**What is required**
Collect all lines containing the word "distant" from the data.

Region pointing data
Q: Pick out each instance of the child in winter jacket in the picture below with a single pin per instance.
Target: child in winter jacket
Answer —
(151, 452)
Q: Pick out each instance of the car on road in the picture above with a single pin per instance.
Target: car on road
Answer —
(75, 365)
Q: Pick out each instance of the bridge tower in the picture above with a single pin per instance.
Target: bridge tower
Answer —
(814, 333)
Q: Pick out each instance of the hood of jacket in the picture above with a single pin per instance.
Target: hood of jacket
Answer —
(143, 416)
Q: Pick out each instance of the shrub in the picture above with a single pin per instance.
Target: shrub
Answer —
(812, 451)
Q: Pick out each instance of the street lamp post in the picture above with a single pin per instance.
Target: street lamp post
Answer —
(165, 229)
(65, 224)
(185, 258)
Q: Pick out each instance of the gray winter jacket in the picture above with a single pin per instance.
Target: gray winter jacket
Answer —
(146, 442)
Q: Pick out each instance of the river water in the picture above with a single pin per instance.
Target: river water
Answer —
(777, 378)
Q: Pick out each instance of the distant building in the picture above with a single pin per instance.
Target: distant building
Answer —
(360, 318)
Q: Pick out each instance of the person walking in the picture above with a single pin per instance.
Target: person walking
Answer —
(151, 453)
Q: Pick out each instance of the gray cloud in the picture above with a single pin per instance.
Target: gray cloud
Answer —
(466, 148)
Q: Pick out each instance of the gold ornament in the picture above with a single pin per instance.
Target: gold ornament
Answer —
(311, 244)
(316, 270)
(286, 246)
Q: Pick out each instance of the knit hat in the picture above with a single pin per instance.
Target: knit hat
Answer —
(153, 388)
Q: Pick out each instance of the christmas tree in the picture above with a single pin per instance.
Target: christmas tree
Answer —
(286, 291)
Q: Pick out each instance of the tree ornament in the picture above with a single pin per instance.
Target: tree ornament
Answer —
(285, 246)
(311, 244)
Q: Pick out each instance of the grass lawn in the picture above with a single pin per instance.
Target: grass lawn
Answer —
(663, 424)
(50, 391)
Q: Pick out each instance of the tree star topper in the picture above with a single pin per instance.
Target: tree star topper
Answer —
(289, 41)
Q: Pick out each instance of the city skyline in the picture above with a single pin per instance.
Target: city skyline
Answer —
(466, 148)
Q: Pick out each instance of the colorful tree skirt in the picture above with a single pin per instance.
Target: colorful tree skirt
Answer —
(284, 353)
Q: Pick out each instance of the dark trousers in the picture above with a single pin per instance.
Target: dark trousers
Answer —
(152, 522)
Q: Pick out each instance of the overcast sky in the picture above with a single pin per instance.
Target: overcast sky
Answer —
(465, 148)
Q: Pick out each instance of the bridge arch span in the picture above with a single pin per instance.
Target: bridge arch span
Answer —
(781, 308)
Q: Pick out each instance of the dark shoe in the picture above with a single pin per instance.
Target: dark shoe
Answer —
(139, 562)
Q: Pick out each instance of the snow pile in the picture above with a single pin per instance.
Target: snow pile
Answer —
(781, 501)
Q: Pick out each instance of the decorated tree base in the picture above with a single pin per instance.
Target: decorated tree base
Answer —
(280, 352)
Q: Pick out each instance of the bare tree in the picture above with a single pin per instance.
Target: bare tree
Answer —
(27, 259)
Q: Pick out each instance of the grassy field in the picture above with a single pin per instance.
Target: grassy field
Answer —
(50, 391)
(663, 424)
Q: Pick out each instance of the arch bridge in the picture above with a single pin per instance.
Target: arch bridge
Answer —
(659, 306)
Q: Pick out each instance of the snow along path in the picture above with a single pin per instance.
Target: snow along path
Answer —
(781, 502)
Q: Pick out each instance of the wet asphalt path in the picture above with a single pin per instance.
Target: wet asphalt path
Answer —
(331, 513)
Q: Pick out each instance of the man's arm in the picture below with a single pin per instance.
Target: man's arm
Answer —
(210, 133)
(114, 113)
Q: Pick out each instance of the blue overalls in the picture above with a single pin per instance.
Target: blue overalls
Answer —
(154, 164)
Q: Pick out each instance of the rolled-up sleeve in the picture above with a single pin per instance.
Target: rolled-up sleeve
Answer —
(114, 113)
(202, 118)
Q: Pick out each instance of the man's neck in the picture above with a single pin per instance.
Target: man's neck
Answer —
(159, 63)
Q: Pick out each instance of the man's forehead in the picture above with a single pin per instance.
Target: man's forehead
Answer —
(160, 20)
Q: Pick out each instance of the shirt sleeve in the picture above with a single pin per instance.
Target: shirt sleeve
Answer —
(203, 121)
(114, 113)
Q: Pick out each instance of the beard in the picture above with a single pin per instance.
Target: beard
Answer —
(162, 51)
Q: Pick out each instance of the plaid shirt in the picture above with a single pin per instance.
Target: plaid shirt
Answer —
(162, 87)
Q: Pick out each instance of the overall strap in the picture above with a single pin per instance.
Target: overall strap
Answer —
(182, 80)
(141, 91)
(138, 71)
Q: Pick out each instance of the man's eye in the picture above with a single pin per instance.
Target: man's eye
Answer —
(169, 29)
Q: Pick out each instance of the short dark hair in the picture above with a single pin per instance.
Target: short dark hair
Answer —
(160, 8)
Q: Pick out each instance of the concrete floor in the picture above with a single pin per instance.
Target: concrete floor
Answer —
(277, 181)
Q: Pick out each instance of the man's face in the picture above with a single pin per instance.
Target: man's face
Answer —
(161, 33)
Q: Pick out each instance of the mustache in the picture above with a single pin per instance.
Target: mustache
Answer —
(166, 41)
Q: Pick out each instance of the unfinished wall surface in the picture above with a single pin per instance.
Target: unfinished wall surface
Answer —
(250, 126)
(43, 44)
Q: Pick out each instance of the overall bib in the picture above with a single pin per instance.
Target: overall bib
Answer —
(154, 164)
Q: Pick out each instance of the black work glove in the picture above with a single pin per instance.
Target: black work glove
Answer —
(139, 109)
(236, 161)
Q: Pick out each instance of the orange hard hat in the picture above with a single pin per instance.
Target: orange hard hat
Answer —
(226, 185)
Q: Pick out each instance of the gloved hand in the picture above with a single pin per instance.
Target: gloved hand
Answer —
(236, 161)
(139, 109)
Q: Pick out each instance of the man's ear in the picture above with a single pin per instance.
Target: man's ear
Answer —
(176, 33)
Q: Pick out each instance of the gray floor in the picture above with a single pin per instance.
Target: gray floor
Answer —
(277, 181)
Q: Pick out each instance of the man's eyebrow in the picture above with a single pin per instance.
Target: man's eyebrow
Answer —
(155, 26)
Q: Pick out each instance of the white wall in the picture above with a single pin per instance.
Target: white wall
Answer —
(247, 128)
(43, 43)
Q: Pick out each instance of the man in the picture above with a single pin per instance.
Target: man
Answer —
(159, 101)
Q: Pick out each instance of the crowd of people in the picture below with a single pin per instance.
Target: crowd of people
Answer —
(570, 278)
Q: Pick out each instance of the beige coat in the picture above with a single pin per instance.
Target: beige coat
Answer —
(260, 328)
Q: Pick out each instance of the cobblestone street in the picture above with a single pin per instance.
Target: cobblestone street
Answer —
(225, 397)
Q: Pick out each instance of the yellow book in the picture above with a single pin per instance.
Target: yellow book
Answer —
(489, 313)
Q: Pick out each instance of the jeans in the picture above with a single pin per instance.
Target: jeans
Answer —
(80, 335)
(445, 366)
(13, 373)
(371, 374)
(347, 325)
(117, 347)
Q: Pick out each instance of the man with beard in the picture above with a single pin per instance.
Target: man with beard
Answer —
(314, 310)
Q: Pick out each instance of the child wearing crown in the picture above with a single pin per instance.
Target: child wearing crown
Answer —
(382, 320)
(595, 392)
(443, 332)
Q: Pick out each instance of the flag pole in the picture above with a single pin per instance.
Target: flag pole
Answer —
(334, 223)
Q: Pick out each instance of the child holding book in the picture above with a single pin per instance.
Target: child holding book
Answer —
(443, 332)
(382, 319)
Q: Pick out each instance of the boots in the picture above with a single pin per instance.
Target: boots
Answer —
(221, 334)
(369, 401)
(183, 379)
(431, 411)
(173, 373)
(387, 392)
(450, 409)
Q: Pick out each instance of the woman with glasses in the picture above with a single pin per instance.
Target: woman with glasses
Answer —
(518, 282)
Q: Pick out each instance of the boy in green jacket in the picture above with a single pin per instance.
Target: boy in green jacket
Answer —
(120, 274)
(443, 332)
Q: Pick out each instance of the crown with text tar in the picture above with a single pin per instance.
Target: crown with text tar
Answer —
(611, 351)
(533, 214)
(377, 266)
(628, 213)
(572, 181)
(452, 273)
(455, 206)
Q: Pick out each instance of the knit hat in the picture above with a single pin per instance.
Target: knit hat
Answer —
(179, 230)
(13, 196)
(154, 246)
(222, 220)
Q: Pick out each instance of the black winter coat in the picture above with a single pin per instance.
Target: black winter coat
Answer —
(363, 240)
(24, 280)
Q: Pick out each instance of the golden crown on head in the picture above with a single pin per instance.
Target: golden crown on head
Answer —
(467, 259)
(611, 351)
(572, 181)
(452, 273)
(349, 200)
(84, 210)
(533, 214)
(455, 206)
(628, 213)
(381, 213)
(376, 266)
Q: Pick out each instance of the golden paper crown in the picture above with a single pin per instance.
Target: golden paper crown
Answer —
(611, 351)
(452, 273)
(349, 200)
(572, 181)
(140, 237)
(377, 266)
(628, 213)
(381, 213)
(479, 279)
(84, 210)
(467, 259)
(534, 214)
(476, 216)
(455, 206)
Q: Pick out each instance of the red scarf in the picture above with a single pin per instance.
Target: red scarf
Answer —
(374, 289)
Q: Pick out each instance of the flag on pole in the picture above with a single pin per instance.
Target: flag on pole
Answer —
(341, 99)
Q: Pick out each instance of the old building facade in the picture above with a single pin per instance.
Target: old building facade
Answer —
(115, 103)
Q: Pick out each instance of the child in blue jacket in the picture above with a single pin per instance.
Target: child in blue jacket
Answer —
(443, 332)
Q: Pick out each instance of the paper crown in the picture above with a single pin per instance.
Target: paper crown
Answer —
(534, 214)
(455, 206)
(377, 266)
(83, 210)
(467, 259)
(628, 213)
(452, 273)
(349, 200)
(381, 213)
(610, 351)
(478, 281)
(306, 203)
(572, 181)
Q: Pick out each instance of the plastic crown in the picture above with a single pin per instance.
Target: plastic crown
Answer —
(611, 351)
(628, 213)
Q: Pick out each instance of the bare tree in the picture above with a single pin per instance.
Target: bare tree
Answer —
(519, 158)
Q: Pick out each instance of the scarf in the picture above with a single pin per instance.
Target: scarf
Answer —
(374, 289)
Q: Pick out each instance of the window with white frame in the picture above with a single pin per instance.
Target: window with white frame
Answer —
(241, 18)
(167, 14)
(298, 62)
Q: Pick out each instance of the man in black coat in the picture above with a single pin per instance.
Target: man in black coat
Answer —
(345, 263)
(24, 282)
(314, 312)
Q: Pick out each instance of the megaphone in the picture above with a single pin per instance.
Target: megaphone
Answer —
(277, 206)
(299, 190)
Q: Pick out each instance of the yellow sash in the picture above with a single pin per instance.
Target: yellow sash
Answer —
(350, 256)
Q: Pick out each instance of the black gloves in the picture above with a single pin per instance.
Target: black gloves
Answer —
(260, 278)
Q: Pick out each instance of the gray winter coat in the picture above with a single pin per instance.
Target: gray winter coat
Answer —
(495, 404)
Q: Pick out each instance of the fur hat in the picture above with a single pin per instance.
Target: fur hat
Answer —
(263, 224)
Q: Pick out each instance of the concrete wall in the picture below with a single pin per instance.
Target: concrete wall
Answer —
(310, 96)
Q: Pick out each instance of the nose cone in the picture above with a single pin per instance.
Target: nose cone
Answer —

**Task answer**
Q: Pick out each instance of the distant building in the picture above with a single pin per instance.
Target: distant building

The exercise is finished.